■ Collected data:
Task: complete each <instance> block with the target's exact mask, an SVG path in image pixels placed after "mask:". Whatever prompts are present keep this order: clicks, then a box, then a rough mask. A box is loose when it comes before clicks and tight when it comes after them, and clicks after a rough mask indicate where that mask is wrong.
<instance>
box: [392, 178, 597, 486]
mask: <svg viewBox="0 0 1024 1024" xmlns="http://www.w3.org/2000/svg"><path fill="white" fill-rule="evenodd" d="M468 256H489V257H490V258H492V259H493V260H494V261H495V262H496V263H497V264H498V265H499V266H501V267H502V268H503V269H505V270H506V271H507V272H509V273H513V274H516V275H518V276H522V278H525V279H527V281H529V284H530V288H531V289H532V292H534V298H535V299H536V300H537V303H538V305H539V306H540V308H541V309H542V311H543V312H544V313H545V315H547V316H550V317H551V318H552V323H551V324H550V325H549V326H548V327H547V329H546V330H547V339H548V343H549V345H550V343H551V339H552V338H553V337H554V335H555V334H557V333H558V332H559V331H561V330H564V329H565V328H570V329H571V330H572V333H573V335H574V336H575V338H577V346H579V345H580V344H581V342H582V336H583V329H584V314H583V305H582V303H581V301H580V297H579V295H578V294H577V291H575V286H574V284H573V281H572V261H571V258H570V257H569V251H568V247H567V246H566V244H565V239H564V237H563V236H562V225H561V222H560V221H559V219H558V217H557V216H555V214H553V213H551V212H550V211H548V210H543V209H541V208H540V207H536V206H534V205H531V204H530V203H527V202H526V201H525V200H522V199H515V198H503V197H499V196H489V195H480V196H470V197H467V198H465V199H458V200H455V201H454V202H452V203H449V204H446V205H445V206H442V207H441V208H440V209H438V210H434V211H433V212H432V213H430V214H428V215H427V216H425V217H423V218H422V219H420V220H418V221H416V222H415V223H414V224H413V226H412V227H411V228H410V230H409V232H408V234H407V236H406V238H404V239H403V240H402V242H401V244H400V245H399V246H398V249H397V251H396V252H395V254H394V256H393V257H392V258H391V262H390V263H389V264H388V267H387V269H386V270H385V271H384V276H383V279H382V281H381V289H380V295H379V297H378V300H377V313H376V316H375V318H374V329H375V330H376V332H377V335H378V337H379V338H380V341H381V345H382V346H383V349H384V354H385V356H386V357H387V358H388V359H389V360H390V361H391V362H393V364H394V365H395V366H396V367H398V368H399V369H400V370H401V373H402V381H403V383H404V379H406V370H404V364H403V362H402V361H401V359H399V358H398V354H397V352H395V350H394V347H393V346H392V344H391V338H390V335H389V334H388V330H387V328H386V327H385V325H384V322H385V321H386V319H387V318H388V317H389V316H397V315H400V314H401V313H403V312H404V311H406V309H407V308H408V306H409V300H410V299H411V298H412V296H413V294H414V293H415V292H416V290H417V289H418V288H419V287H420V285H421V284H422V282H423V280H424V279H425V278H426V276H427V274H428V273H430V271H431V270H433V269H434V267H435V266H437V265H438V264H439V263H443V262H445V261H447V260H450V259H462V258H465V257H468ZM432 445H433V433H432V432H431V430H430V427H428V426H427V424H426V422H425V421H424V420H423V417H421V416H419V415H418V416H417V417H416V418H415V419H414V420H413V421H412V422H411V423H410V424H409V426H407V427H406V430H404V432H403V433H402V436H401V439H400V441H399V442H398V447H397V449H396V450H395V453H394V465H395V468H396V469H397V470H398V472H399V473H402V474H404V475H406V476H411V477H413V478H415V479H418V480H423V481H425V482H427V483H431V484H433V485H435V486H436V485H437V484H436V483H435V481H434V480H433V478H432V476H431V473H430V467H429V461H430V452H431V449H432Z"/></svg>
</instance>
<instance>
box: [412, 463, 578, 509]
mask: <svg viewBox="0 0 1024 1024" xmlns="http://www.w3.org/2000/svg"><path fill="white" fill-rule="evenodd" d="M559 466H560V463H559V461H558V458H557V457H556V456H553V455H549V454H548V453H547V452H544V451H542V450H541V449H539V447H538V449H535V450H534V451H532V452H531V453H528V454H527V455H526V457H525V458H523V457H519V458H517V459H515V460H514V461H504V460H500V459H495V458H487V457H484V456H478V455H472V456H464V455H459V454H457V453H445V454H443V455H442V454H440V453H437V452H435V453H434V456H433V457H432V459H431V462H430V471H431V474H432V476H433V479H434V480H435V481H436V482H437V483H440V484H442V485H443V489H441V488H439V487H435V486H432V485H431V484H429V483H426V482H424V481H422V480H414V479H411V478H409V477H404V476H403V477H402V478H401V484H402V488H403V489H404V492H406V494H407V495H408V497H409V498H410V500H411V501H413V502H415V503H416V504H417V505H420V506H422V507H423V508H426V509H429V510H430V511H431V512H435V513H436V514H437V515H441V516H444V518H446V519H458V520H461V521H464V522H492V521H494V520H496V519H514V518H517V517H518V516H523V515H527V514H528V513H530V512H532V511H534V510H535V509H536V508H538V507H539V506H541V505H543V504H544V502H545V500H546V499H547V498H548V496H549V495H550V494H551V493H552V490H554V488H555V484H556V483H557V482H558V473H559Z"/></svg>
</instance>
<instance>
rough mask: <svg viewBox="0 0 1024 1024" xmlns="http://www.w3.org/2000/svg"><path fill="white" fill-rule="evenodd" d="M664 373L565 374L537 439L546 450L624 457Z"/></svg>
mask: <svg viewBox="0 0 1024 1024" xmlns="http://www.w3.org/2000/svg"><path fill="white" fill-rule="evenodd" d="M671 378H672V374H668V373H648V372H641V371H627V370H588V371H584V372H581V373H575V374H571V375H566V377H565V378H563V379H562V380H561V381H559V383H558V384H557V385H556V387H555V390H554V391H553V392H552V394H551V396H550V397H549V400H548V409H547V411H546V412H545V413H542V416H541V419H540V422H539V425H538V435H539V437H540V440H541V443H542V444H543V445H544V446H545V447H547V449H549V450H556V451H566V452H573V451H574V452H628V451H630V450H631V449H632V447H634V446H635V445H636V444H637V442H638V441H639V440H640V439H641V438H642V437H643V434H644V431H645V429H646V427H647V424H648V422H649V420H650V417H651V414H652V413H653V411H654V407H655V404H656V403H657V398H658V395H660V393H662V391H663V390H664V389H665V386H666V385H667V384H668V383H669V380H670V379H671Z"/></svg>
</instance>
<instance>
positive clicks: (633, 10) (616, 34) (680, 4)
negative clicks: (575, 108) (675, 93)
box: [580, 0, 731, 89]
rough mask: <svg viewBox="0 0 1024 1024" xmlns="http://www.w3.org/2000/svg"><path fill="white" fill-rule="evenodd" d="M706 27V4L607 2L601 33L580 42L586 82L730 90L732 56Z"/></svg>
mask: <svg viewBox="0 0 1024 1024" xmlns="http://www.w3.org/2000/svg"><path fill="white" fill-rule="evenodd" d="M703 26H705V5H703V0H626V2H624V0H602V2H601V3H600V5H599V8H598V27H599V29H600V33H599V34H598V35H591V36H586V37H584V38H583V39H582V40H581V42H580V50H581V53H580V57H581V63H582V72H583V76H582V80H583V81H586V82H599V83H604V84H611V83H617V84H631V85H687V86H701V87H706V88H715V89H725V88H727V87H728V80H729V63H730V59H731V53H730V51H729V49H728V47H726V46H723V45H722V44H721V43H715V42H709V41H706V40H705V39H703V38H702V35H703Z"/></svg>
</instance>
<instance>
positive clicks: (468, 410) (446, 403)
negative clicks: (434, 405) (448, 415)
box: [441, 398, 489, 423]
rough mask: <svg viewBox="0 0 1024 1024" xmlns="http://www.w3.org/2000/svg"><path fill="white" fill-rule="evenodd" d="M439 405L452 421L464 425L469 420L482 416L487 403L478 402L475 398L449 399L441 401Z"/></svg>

■ What you are asked to do:
Extract every line from the items above that contains the string "positive", and copy each one in full.

■ Result of this task:
positive clicks: (633, 10) (616, 34) (680, 4)
positive clicks: (468, 410) (446, 403)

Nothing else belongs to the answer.